▸ **WRITTEN TASK**: Return the records below word for word, changing nothing in any of them.

════════════════

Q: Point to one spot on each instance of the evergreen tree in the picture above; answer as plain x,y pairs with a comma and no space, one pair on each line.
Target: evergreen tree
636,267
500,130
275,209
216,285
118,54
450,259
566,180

════════════════

▸ **THE SOLUTION**:
Q: Point to one spot on each instance of the evergreen tree in the picture above; answer as plain x,y pairs with a comma and no space, one pair on each line.
Target: evergreen tree
636,267
500,130
275,209
216,285
118,54
450,259
566,180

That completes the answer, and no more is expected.